ABERDEEN. This week, the heart of the Scottish Torydom on Earth. The old monster has a reedy but insistent pulse these days. After decades out of use, brackish blood is pulsing through the party’s veins. The dead have become quick. Well, let’s not overstate ourselves. The dead have sat up in their coffins, dusted off the superficial grave dust and are practising walking upright.
And the necromancer behind these dark arts? Yes, she’s back too. The sole Redemptrix. The titular head of the Ruth Davidson For A Strong Opposition Party, now rebranded as the Ruth Davidson For First Minister Party. A warning to the curious: this column may contain Tories.
All the stars are there. Well, almost all the stars. Some of the stars. Boris Johnson – hair like an angora rabbit soused in ball lightning, brain and mouth function showing similar post-electrocution effects – was barred at the door, and despatched by Ruth Davidson to do an unglamorous bit of pan-handling on behalf of Aberdeen South’s Ross Thomson instead.
Here’s Theresa May, griffin-vulturing across the stage. There’s Darth Murdo. And who could forget Havers Mundell, like a bear with a sore brainstem. Mundell’s killer line was that his constituents wanted nothing to do with what he called “Nicola Sturgeon’s chocolate money’’. The Captain Peacocks and Mrs Slocombes of the Scottish Tory Party loved it, their creaking joints and bones embracing Mundell in a wave of arthritic applause.

■ DATA EXTRACT ■
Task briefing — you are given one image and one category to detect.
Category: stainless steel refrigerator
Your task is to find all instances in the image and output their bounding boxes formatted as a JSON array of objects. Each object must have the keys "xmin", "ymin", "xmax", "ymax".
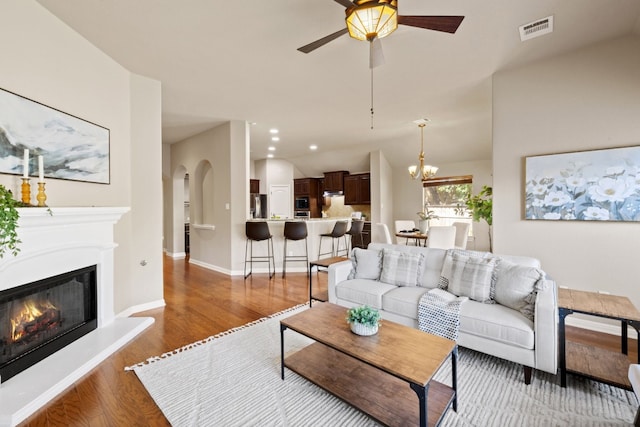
[{"xmin": 249, "ymin": 193, "xmax": 267, "ymax": 218}]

■ PROBLEMS AND TASKS ■
**1.** Return the column about the Scottish Tories word for word, from "And the necromancer" up to and including "may contain Tories.".
**2.** Take the column about the Scottish Tories further, carrying on from its final sentence.
The material has nothing to do with the column about the Scottish Tories.

■ OUTPUTS IN ORDER ■
**1.**
And the necromancer behind these dark arts? Yes, she’s back too. The sole Redemptrix. The titular head of the Ruth Davidson For A Strong Opposition Party, now rebranded as the Ruth Davidson For First Minister Party. A warning to the curious: this column may contain Tories.

**2.**
As this weekend so ably dramatised, one of the untold stories of Davidson’s – now lengthy – stint as Scottish Tory leader is that she’s still cultivated little strength or depth in her Holyrood team. All the big write-ups went to the Westminster fly-ins – to Gove, and Javid – rather than the shadow Scottish Tory administration which she’d have us believe is poised in the wings to displace the SNP.
Contemplate the party’s Holyrood delegation, and it’s the same old Tory archetypes dusted off and delivered by central casting. There’s the Landowner, the Rotarian, the Loyalist, the Farmer and the Retired Colonel. The Private Schoolmarm, and the Incel Teen who realised everyone already thought he was a berk so decided to make his outsider status a perverse point of pride around which to build his broken personality. There’s the Grey, the Profoundly Grey and the Light-Bendingly Grey Whom Sunlight Cannot Touch Without Generating Spontaneous Fission. If this is a government-in-waiting, I’m a tipsy aardvark.
By my reckoning, it is 2739 days – or seven years, six months and one wasted morning – since Ruth Davidson became leader of the Scottish Tories. So let’s take a mosey down memory lane. Let’s do what almost nobody reporting her political career seems to do, and survey what she has actually said and done during the better part of a decade at the top of her party.
Most of you may already be out of sympathy with the Tory leader – on the constitution, on tax, on social justice, you may find nothing in common with Ruth Davidson. But when you dissect her record in public life, when you synthesise all the jarring inconsistencies which make up her mobile career? Well, if you’re looking for any kind of honest core to your political leaders, look away now.
Let’s begin at the beginning. When she replaced Annabel Goldie in 2011, she was anti-devolution Ruth, drawing lines in the sand. Having defeated Murdo Fraser with the help of her party hardliners, she transmogrified into modernising Ruth, devolutionary Ruth, pushing her party for greater Holyrood autonomy.
Then there came the EU referendum. We first encountered fiery Remainer Ruth, bane of Boris in the Wembley Arena. After the vote, this version gave way to Common Market Ruth, who believed “retaining our place in the single market should be the overriding priority” after the UK leaves the EU.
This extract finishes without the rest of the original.